**Goal of the exercise:** Return all the data below as it stands, minus the pictures.

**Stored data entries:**
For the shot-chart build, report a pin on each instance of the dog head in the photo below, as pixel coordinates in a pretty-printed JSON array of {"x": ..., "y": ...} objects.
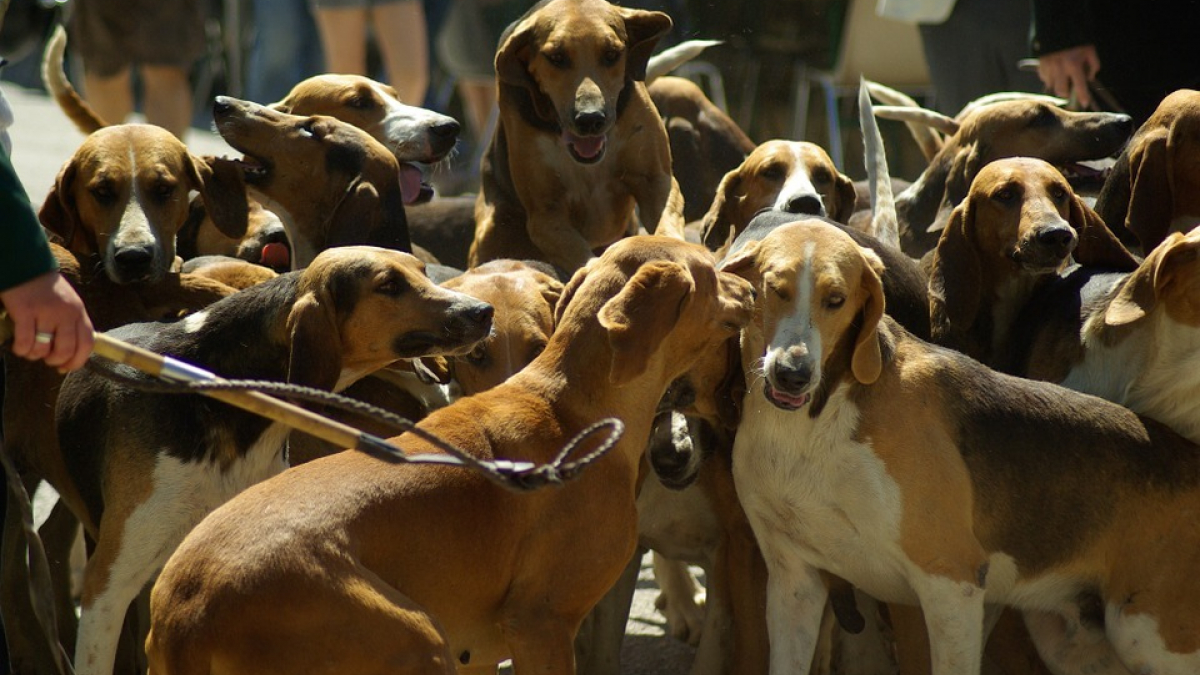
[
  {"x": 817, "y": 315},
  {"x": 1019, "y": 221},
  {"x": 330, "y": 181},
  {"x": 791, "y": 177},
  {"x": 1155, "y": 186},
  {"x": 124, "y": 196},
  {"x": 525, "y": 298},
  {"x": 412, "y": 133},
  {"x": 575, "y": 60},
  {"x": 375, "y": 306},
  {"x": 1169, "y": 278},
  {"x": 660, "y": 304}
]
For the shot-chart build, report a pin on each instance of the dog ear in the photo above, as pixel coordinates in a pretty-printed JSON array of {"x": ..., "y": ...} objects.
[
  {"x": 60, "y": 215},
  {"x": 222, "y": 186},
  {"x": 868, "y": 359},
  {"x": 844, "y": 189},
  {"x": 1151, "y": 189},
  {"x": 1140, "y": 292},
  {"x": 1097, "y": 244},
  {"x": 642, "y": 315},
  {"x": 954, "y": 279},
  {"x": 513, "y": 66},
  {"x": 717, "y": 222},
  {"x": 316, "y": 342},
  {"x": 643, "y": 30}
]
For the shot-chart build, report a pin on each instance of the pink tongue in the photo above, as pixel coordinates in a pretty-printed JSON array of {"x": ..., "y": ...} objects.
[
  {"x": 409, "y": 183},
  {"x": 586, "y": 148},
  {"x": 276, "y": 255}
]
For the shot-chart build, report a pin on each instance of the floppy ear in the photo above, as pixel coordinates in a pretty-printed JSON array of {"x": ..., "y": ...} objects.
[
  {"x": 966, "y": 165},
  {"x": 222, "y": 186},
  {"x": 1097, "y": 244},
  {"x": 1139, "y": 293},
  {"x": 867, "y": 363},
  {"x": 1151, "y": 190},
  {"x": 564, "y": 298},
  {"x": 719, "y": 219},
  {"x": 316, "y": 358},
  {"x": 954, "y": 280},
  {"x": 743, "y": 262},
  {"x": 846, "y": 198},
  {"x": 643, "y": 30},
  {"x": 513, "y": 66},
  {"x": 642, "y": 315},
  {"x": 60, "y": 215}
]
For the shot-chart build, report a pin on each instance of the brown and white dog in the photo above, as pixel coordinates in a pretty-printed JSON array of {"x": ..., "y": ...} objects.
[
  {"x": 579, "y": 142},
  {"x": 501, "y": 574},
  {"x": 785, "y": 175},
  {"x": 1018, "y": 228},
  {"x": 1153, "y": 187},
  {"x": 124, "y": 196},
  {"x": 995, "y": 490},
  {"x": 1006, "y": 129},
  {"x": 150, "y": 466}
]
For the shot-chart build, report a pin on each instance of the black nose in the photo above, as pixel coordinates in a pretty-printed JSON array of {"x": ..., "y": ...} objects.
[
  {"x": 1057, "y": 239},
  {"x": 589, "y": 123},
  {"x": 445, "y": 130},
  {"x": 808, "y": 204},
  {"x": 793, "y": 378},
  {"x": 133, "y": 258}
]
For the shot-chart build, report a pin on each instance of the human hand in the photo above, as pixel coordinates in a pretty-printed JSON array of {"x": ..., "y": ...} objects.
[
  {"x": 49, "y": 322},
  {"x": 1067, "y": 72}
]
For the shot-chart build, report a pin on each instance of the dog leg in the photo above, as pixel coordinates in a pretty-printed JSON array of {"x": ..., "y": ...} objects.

**Answer box:**
For the shot-chart build, report a pin on each instance of the dog head in the photo below, as pixel coordinates in a pretty-printed JSON array of {"x": ..., "y": ...} objects.
[
  {"x": 817, "y": 315},
  {"x": 1019, "y": 221},
  {"x": 330, "y": 181},
  {"x": 791, "y": 177},
  {"x": 1155, "y": 186},
  {"x": 124, "y": 196},
  {"x": 525, "y": 298},
  {"x": 412, "y": 133},
  {"x": 575, "y": 60},
  {"x": 375, "y": 306},
  {"x": 1169, "y": 278},
  {"x": 660, "y": 304}
]
For the shot-chart build, report a pin on each instance of the dog ear in the photo above, as pixel coordinates in a pretty-printed JSON array of {"x": ..., "y": ...} objects.
[
  {"x": 60, "y": 215},
  {"x": 222, "y": 186},
  {"x": 868, "y": 359},
  {"x": 844, "y": 189},
  {"x": 1151, "y": 189},
  {"x": 1140, "y": 292},
  {"x": 1097, "y": 244},
  {"x": 642, "y": 315},
  {"x": 954, "y": 279},
  {"x": 513, "y": 66},
  {"x": 717, "y": 222},
  {"x": 316, "y": 342},
  {"x": 643, "y": 30}
]
For the shot-chart build, report a pin on each instance of the pink tongue in the photo above, as pixel coordinates in a pretty-printed JSON array of {"x": ..., "y": ...} objects.
[
  {"x": 409, "y": 183},
  {"x": 586, "y": 148},
  {"x": 276, "y": 255}
]
For the shot-chart build, report a pin on each instance of the floppy ear in the photo above, as pixel coordinates in a pretty-printed JSON array of {"x": ..., "y": ...} objects.
[
  {"x": 966, "y": 165},
  {"x": 222, "y": 186},
  {"x": 1097, "y": 244},
  {"x": 1139, "y": 293},
  {"x": 867, "y": 363},
  {"x": 1151, "y": 190},
  {"x": 564, "y": 298},
  {"x": 719, "y": 219},
  {"x": 316, "y": 358},
  {"x": 954, "y": 280},
  {"x": 743, "y": 262},
  {"x": 846, "y": 198},
  {"x": 643, "y": 30},
  {"x": 513, "y": 66},
  {"x": 642, "y": 315},
  {"x": 60, "y": 215}
]
For the shot-chart build, report a pin on each instance of the brown and white dog in the photo above, as pixel coordinates in a pretty-printed JSON array of {"x": ..., "y": ...} objects.
[
  {"x": 579, "y": 142},
  {"x": 501, "y": 574},
  {"x": 785, "y": 175},
  {"x": 1018, "y": 228},
  {"x": 1153, "y": 187},
  {"x": 124, "y": 196},
  {"x": 995, "y": 490},
  {"x": 1006, "y": 129},
  {"x": 150, "y": 466}
]
For the shot-chart build, report a pin on each instance of the black nose in the photo above, as pixel coordinates in a pretty-printed JSON array of {"x": ..., "y": ...} objects.
[
  {"x": 1057, "y": 239},
  {"x": 589, "y": 123},
  {"x": 445, "y": 130},
  {"x": 808, "y": 204},
  {"x": 793, "y": 378},
  {"x": 133, "y": 258}
]
For the shot-chart build, report a pin on each instance of the human hand in the photo above, as pixel coordinates in a pretty-printed JSON array of {"x": ..., "y": ...} objects.
[
  {"x": 49, "y": 322},
  {"x": 1067, "y": 72}
]
For the shot-chart build, report a pin on each instance of the dog leg in the photo above, as pixel coordinates in a pretty-printed JSON array of {"x": ..., "y": ...} objects.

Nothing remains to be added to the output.